◆ Consignes ◆
[a] Relevez tous les textes de loi désignés par leur nom dans l'extrait sur la question irlandaise.
[b] D'après l'extrait sur la question irlandaise, pourquoi le peuple de l'Angleterre n'est-il pas responsable du mépris des autres nations ? Répondez en une à trois phrases.

◆ Texte ◆
☆ ☆ ☆ ☆
Il y a à Londres un journal hebdomadaire très répandu parmi le peuple qui s’appelle « Reynolds Newspaper ! » Il s’exprime de la manière suivante sur la question irlandaise :

Maintenant les autres nations nous regardent comme le peuple le plus hypocrite qui existe sur la terre. Nous avons sonné nos propres trompettes si hautement et si joyeusement, et nous avons tellement exagéré l’excellence de nos institutions, que quand nos mensonges, l’un après l’autre se décèlent, il n’est pas du tout surprenant que les autres peuples se moquent de nous et qu’ils se demandent si c’est possible. Ce n’est pas le peuple de l’Angleterre qui a causé un tel état de choses, car le peuple, lui aussi, a été joué et trompé — la faute en est imputable aux classes régnantes et à une presse vénale et parasite…

Le Coercion Bill pour l’Irlande, proposé jeudi soir, est une mesure détestable, abominable, exécrable. Ce bill éteint jusqu’à la dernière étincelle de liberté nationale en Irlande, et met un bâillon à la presse de ce pays malheureux afin d’empêcher ses journaux de protester contre une politique qui est une infamie et le scandale de notre temps. Le gouvernement en veut à tous les journaux qui n’ont pas accueilli avec transport son misérable Land bill et il s’est vengé. Le Habeas corpus act sera, en effet, suspendu, car les personnes qui désormais ne seront pas à même d’expliquer leur conduite à la satisfaction des autorités pourront être emprisonnées pendant six mois ou même durant la vie.

L’Irlande est livrée à la merci d’une bande d’espions bien dressés que l’on appelle par euphémisme des « détectives. »
☆ ☆ ☆ ☆
◆ Données enregistrées ◆
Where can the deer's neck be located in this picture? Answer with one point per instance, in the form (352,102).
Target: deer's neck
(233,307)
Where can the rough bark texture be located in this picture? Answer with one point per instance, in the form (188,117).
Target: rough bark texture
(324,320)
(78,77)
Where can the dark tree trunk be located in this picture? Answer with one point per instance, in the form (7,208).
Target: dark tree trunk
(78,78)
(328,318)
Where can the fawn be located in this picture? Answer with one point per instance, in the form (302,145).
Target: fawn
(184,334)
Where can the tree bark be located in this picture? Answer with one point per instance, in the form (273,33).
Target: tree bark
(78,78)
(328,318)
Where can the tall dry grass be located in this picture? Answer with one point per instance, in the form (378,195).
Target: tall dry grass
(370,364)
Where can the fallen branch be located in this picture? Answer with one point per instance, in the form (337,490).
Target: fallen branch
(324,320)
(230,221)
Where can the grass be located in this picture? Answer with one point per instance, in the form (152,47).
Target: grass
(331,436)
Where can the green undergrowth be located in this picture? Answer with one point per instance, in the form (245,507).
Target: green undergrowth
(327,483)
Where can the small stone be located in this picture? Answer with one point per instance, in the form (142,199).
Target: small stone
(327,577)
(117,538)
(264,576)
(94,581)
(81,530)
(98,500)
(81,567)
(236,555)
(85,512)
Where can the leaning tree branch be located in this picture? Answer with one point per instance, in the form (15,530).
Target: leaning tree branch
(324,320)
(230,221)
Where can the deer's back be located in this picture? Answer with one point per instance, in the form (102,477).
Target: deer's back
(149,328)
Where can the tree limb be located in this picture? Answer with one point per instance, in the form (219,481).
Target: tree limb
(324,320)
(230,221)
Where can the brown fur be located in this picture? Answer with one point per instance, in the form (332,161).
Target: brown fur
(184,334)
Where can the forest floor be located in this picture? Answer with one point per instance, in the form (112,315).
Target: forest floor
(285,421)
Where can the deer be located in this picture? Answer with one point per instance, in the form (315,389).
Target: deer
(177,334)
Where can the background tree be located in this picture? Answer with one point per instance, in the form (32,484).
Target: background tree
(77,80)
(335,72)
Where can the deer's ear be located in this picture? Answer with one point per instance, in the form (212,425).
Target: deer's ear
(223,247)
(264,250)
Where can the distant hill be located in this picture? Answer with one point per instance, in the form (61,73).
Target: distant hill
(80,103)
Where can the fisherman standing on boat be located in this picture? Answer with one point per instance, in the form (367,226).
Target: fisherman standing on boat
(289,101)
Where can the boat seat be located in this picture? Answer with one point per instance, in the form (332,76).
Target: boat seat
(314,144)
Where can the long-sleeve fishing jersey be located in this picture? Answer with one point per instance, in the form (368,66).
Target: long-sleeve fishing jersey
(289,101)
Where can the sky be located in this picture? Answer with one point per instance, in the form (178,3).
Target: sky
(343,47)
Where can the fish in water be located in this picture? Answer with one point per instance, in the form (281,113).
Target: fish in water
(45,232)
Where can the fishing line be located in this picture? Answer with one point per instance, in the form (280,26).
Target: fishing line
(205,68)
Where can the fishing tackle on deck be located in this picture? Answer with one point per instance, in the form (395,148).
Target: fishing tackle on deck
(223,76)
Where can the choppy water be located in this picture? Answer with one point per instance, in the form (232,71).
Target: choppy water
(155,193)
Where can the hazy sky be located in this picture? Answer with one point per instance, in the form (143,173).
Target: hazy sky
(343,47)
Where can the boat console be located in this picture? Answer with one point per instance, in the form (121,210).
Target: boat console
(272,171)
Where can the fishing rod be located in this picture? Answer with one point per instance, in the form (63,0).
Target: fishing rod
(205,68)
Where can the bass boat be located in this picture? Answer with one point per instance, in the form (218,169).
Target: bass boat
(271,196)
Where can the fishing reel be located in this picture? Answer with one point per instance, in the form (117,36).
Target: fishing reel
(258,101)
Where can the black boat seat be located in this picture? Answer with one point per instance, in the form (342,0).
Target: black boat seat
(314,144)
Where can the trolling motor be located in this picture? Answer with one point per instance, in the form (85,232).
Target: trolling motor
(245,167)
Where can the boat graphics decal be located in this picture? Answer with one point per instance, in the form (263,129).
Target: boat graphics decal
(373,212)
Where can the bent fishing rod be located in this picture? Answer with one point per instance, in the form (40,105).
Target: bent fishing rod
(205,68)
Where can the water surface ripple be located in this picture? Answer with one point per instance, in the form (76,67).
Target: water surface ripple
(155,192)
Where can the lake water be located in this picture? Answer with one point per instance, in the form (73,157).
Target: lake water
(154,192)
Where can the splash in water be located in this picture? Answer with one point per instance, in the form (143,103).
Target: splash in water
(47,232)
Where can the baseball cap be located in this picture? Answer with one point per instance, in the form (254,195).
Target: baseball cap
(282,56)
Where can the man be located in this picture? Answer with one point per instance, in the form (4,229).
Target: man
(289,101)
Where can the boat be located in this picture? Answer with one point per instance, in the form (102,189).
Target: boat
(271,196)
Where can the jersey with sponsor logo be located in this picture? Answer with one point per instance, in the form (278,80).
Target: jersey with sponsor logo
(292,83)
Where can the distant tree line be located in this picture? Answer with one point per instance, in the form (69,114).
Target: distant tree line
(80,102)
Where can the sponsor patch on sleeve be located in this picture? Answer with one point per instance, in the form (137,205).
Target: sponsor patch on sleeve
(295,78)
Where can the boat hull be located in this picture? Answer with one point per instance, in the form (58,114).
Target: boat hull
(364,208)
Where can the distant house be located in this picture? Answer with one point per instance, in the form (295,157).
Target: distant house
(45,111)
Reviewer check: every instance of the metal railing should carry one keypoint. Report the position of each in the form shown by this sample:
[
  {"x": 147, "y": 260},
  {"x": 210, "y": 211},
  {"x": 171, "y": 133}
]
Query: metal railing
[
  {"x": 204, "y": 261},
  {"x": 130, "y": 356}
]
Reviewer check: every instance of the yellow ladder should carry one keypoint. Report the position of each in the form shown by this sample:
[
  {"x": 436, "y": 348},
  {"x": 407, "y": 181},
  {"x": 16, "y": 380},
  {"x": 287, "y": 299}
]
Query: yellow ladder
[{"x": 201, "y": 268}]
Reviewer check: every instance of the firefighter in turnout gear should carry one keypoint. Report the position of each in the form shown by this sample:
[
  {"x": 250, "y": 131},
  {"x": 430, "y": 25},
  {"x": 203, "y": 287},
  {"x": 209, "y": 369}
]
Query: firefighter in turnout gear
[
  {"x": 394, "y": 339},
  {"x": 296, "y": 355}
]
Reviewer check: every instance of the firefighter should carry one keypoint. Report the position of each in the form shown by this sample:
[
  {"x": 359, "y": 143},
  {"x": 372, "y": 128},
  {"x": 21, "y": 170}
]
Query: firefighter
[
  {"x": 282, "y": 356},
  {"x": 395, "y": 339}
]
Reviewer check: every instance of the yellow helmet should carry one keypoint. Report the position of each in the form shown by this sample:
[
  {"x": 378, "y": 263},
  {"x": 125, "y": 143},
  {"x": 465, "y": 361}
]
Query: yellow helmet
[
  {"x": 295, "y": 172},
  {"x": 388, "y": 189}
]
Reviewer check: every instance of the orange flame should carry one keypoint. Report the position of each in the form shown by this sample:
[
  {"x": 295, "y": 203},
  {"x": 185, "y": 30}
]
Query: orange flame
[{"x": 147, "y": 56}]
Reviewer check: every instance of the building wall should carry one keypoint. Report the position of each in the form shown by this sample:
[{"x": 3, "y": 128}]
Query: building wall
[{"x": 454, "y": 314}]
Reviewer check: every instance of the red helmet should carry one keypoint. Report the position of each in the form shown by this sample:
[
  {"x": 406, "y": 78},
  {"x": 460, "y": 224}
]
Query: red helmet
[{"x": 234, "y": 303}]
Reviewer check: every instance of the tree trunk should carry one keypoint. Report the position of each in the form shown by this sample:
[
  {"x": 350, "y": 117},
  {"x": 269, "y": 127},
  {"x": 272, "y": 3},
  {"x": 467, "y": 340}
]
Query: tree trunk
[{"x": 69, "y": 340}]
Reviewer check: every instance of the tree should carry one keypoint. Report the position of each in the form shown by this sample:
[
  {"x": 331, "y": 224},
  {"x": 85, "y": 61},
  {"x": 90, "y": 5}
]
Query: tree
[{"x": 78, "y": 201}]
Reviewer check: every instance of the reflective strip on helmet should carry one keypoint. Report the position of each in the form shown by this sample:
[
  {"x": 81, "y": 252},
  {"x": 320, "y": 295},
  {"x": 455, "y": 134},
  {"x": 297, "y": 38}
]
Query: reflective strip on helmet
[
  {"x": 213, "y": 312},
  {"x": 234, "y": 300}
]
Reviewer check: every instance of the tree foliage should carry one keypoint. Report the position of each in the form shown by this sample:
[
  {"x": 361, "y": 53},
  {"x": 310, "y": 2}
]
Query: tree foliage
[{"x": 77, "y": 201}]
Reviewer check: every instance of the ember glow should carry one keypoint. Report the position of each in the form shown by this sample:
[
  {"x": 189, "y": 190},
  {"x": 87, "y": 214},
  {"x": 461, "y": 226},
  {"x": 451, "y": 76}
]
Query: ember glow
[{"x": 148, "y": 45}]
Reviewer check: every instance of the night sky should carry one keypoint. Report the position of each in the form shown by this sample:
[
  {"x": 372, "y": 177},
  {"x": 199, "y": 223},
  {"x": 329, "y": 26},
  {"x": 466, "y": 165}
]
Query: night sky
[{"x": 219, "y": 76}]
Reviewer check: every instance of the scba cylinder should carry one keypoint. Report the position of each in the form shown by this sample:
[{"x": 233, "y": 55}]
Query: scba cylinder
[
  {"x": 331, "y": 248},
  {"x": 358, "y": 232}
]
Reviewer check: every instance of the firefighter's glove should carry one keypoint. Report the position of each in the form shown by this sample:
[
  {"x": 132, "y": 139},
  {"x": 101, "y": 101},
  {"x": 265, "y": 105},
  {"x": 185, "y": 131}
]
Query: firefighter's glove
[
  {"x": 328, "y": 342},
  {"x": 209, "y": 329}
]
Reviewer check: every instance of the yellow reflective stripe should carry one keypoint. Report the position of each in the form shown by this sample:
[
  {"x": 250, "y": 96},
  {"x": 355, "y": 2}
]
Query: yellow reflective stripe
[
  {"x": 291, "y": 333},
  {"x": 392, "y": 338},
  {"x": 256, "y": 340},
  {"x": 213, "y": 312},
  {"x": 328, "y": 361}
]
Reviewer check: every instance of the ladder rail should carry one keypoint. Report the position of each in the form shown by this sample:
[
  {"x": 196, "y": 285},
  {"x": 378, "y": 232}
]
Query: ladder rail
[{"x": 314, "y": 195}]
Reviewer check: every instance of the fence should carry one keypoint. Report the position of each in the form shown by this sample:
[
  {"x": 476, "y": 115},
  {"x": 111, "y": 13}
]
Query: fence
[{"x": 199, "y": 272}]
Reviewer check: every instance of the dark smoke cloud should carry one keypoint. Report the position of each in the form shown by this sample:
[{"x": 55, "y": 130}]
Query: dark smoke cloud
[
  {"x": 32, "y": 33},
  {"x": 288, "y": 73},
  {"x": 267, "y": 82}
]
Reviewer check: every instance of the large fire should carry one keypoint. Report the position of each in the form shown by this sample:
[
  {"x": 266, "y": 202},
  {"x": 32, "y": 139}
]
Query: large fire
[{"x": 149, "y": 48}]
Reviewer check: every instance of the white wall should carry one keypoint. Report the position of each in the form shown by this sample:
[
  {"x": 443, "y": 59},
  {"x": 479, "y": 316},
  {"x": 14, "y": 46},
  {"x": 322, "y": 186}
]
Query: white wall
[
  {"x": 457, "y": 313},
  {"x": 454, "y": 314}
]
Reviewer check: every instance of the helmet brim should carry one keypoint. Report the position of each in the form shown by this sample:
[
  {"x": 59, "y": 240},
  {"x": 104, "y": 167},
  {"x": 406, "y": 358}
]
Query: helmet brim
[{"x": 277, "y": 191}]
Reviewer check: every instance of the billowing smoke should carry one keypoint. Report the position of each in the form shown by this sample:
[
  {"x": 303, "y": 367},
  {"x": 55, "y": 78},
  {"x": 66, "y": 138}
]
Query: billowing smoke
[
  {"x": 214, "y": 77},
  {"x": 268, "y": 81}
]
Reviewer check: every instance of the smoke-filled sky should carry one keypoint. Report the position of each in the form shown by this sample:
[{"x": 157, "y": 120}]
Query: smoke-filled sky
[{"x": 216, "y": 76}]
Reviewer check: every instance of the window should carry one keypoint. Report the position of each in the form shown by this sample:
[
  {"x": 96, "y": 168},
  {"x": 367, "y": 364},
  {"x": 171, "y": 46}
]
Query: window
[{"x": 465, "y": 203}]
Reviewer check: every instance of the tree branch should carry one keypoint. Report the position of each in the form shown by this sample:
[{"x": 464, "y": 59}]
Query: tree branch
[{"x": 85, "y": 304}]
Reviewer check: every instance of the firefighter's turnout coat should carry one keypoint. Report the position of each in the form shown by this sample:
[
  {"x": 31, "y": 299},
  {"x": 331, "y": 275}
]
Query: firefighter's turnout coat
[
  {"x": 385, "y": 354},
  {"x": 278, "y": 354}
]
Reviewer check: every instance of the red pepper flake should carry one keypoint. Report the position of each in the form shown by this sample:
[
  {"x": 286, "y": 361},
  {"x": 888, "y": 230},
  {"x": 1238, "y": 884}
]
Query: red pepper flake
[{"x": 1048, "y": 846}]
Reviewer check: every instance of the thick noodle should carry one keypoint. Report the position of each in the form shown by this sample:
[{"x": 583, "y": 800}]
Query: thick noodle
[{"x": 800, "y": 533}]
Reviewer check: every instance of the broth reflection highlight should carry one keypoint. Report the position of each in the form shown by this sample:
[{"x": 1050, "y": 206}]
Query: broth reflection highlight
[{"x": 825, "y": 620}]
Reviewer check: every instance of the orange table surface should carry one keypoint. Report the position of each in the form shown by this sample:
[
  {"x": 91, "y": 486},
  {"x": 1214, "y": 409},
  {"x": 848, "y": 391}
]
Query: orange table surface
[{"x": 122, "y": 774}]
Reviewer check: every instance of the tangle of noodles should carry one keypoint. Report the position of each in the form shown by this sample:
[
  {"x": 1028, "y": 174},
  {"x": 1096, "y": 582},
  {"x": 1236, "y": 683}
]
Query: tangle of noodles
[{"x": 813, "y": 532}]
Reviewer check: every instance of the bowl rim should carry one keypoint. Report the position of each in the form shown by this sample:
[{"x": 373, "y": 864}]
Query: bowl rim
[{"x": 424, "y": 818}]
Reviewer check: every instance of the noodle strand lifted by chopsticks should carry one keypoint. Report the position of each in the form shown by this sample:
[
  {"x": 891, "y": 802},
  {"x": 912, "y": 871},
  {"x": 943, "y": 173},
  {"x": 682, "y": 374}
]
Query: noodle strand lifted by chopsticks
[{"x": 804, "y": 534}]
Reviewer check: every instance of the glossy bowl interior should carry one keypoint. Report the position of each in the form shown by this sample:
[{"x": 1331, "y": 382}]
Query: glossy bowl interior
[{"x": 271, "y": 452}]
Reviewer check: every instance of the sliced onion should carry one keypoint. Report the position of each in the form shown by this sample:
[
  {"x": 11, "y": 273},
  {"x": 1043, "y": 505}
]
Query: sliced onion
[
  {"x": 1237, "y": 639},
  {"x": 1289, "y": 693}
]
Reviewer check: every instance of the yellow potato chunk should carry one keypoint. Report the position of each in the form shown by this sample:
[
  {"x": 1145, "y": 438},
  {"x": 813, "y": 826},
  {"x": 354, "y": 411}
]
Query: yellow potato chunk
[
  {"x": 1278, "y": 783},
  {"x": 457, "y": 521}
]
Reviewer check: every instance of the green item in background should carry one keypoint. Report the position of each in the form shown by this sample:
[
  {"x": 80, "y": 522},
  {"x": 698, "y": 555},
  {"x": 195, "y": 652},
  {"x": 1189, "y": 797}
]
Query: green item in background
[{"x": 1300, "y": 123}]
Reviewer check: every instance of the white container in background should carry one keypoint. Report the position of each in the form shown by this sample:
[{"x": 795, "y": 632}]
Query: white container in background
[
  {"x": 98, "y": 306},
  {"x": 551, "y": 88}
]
☆ ☆ ☆ ☆
◆ Réponses attendues ◆
[a] Coercion Bill, Land bill, Habeas corpus act

[b] Le peuple de l'Angleterre a lui aussi été joué et trompé. La faute revient aux classes régnantes et à une presse vénale et parasite.